-- Start Rows --
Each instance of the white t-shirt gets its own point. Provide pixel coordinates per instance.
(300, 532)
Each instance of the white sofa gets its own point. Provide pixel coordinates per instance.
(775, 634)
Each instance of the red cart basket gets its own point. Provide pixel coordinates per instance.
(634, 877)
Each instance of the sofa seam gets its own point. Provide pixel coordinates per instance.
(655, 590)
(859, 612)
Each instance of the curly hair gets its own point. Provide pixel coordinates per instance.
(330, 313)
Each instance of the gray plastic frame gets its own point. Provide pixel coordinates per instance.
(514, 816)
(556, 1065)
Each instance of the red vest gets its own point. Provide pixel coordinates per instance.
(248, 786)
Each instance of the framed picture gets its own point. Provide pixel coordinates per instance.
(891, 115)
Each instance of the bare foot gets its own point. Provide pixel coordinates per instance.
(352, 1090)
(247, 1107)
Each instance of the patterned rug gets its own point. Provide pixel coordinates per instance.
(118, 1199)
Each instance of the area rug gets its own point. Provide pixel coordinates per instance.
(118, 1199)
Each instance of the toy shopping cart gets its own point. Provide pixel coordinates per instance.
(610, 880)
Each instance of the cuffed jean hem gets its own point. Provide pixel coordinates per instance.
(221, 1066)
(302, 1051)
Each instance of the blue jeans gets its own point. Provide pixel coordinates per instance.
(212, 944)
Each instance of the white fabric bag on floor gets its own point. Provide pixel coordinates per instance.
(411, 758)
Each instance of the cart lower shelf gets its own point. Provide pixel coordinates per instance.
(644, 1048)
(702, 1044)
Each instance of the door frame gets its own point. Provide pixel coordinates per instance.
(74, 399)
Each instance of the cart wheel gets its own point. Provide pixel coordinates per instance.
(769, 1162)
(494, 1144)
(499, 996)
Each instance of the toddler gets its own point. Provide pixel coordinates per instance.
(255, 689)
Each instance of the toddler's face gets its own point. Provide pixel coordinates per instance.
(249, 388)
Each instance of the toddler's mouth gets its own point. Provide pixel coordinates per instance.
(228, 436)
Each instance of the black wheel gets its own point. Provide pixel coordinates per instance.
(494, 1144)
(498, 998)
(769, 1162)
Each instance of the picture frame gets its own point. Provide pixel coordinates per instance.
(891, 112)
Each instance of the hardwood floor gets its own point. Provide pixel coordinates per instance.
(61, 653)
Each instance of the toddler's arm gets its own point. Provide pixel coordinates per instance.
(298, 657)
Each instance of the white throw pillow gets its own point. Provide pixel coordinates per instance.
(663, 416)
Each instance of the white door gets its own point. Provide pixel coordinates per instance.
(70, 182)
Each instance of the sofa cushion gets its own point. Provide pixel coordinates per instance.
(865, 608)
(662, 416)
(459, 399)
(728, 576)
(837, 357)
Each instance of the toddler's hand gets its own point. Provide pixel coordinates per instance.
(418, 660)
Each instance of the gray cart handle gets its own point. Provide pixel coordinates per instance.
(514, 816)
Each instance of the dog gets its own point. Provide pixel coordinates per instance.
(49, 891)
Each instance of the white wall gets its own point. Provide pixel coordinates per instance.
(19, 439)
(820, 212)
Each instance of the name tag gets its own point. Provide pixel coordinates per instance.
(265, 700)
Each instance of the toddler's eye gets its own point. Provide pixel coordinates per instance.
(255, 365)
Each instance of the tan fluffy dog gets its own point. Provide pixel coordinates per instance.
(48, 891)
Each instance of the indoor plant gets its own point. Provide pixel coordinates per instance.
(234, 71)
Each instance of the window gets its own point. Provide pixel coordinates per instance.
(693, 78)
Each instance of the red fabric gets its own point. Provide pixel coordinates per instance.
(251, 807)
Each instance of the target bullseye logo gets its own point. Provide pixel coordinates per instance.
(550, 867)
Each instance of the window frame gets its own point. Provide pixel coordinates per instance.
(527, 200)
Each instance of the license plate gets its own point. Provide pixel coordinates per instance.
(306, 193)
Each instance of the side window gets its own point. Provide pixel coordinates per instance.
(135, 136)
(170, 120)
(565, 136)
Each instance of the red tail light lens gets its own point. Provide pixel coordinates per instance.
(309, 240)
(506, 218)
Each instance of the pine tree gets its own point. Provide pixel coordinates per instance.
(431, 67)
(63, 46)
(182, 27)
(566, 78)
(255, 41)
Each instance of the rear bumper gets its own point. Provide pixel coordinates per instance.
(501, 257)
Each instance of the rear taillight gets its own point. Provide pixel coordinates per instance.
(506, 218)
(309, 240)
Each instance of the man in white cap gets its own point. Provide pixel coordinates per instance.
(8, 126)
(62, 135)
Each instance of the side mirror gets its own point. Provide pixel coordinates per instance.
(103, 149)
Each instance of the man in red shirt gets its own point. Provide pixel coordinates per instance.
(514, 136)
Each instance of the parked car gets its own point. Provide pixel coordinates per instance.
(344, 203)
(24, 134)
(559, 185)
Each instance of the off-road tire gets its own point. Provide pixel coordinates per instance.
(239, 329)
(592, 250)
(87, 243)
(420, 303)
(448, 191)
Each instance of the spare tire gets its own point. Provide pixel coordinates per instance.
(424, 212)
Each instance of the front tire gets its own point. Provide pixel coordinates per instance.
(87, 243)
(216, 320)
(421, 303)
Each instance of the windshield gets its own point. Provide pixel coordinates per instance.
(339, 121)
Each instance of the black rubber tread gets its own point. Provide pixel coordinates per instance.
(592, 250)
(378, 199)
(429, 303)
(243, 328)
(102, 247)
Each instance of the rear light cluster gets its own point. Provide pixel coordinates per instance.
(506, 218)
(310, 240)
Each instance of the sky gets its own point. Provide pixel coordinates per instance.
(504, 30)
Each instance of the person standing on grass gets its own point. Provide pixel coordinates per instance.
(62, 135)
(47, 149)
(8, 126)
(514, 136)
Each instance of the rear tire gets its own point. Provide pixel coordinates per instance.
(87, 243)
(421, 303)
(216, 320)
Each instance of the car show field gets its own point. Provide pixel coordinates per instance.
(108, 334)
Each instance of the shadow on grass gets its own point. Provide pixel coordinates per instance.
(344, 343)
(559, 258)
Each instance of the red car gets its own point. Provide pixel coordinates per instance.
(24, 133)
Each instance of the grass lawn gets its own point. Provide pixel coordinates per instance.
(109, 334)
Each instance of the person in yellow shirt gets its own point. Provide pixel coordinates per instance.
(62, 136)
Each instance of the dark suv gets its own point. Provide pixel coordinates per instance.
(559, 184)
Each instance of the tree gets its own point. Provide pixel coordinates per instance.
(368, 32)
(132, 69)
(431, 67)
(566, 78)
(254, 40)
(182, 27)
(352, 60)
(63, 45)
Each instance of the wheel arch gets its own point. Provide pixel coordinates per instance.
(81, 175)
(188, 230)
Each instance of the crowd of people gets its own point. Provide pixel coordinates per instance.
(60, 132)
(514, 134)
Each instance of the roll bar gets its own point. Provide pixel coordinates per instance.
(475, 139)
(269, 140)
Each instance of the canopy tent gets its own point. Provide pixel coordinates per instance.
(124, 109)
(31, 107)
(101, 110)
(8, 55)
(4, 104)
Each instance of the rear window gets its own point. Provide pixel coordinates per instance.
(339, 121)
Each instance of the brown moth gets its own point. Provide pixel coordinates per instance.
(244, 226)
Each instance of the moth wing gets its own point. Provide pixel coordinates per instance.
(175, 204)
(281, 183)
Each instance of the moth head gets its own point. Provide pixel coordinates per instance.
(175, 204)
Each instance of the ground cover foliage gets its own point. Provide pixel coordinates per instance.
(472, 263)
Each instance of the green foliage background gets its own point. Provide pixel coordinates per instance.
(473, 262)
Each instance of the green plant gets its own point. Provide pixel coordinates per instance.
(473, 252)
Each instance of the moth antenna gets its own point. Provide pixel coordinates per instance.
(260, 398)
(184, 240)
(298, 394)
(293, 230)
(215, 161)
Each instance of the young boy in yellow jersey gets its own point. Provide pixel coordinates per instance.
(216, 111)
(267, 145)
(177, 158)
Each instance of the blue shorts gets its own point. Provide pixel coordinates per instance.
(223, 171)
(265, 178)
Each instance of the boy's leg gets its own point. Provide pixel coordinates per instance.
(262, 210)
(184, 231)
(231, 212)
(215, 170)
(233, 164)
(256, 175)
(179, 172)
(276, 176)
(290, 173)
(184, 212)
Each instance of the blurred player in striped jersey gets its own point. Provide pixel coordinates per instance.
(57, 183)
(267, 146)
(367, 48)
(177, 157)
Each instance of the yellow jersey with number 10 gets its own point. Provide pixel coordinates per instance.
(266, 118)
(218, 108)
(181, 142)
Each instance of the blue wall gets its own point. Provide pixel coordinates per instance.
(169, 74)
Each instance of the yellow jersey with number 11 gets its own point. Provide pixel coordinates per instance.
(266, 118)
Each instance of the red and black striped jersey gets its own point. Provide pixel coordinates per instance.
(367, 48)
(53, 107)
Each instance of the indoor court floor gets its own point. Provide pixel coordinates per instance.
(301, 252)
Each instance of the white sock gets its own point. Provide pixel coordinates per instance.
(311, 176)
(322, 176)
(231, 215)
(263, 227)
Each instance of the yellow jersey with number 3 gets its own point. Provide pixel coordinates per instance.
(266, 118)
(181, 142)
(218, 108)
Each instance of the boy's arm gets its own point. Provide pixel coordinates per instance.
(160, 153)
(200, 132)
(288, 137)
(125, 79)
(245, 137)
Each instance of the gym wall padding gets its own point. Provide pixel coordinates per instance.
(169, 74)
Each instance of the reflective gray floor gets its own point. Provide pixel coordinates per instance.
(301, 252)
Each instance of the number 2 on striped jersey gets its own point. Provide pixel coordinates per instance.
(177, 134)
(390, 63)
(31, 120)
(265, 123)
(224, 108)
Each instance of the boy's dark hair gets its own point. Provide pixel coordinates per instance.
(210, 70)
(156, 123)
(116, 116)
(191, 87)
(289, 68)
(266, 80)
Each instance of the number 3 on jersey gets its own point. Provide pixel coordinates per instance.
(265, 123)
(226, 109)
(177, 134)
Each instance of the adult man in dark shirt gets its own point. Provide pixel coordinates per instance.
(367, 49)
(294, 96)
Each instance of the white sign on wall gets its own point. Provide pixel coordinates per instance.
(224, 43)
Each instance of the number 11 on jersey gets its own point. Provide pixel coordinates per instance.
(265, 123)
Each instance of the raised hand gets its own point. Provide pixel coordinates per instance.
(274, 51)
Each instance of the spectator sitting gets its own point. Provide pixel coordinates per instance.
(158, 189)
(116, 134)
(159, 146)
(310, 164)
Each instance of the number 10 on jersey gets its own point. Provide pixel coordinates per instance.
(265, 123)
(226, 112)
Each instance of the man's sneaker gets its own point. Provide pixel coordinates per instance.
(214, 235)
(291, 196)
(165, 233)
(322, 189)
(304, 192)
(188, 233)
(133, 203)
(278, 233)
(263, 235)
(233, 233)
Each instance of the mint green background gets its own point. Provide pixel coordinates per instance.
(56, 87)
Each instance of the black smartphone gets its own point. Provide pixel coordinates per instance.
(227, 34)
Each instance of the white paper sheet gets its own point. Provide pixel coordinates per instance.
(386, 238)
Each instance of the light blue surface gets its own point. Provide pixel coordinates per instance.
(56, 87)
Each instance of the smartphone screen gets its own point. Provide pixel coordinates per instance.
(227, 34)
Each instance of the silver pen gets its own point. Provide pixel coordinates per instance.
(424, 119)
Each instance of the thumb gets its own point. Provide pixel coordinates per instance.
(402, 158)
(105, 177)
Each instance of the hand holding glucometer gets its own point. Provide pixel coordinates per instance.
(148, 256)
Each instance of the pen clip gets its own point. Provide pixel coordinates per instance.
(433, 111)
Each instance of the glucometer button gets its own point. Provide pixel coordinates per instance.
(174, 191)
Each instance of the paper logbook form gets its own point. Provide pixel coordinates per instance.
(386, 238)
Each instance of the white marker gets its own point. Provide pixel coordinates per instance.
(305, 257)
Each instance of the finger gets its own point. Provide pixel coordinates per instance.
-- End Rows --
> [Given instruction] Repeat, without changes, every line from the one that contains "Each instance of the hand" through the final line of the data.

> [Result of the exercise]
Each instance of the hand holding glucometer gets its own point. Provide pixel coordinates per instance.
(148, 256)
Each instance of the pen clip gets its own point. Provide pixel coordinates per instance.
(433, 111)
Each instance of the glucometer button gets its own point. Provide pixel coordinates per instance.
(174, 191)
Each instance of the paper logbook form gets its own point. Provide pixel coordinates per instance.
(386, 238)
Each instance of the white marker gets its own point. Provide pixel coordinates per instance.
(305, 257)
Each instance of the finger gets its own point. Provide pixel coordinates per instance.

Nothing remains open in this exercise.